##### Text excerpt

VATICAN CITY, NOV. 28, 2006 (Zenit) - Benedict XVI's apostolic journey to Turkey has three objectives: one pastoral, another ecumenical, and a third that includes the fostering of dialogue with Islam.

As with all his apostolic visits, the Pope is going to Turkey in order to confirm the Catholic community in the faith. That small community includes various rites: Latin, Armenian Catholic, Syrian Catholic and Chaldean.

According to the Holy See's Statistical Yearbook, in this country of approximately 72 million inhabitants, 99% are Muslims. Catholics number about 32,000, or 0.04% of the population.

They have 47 parishes, and are assisted by six bishops, 13 diocesan priests, 55 religious-order priests, four permanent deacons, 12 men religious (not priests), 86 nuns, eight lay missionaries and 28 catechists. In Turkey, the Catholic Church does not have juridical recognition.

The Holy Father will preside at two Eucharistic celebrations with the country's Catholic faithful.

The first will take place on Wednesday at the national Marian shrine of Meyem Ana Evi, that is, the house of Jesus' Mother Mary, in Ephesus, the city in which the council of 431 proclaimed her divine maternity.

The second Mass will be celebrated in Istanbul on Friday, the last day of the visit, at the Cathedral Church of the Holy Spirit.

##########
##### Material

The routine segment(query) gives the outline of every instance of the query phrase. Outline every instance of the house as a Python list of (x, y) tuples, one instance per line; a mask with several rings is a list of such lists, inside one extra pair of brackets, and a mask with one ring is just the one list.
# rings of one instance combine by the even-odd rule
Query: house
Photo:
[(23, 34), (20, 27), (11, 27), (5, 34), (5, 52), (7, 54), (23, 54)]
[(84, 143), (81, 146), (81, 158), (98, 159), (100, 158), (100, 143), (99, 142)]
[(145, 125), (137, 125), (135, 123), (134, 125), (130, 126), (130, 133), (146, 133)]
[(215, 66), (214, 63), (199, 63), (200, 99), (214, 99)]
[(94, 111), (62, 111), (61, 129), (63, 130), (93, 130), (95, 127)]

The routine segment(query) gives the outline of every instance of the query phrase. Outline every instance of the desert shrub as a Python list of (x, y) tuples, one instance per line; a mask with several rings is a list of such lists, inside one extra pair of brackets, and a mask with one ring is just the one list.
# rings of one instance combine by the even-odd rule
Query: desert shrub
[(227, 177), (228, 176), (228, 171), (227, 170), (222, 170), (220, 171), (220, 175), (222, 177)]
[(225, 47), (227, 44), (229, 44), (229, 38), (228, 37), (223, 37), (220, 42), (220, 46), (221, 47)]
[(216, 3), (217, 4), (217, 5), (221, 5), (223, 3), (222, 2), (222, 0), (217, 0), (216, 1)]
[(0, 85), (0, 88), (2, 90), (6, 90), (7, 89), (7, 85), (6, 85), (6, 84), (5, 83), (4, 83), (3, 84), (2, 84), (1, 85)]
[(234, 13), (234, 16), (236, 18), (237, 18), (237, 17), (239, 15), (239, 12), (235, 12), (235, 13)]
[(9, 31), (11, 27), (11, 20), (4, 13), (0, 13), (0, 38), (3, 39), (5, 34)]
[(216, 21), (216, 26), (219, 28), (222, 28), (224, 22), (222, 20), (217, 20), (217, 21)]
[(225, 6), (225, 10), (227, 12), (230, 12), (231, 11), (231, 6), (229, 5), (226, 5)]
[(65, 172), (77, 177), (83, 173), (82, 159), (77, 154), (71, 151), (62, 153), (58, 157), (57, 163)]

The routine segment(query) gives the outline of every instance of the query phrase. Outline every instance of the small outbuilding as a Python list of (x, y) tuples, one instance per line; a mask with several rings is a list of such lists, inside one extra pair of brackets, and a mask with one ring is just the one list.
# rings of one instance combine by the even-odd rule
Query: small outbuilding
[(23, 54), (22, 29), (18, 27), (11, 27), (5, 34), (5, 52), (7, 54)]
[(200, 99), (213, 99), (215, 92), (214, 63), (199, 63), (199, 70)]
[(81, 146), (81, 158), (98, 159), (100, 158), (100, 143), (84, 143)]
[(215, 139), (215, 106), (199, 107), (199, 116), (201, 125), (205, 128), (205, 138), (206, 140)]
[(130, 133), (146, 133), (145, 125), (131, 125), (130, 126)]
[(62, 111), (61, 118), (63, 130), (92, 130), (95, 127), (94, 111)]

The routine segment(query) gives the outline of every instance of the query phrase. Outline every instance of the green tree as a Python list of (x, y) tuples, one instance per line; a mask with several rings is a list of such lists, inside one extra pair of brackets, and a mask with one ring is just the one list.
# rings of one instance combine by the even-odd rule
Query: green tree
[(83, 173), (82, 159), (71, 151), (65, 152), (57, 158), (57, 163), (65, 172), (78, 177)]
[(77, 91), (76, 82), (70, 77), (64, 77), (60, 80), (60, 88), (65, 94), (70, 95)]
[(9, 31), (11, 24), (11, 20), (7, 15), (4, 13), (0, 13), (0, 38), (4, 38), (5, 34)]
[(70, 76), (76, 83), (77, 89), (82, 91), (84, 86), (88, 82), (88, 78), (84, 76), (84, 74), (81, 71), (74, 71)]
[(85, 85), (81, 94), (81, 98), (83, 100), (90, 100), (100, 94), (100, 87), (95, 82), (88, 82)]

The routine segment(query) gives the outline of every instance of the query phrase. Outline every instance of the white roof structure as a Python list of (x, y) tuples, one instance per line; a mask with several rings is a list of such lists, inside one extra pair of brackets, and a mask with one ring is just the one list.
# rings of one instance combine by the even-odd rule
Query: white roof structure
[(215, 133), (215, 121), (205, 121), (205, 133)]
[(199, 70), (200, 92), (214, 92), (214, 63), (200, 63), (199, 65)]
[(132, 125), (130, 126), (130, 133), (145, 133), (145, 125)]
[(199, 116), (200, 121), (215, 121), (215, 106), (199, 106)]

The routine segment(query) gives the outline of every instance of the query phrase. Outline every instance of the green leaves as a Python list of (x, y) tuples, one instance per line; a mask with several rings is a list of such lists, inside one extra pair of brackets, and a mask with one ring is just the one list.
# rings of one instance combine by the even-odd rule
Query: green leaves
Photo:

##########

Write out the portion of the article on the papal visit to Turkey that begins at the words "They have 47" and stops after "country's Catholic faithful.". Rely only on the article on the papal visit to Turkey, not on the listing.

= Written answer =
They have 47 parishes, and are assisted by six bishops, 13 diocesan priests, 55 religious-order priests, four permanent deacons, 12 men religious (not priests), 86 nuns, eight lay missionaries and 28 catechists. In Turkey, the Catholic Church does not have juridical recognition.

The Holy Father will preside at two Eucharistic celebrations with the country's Catholic faithful.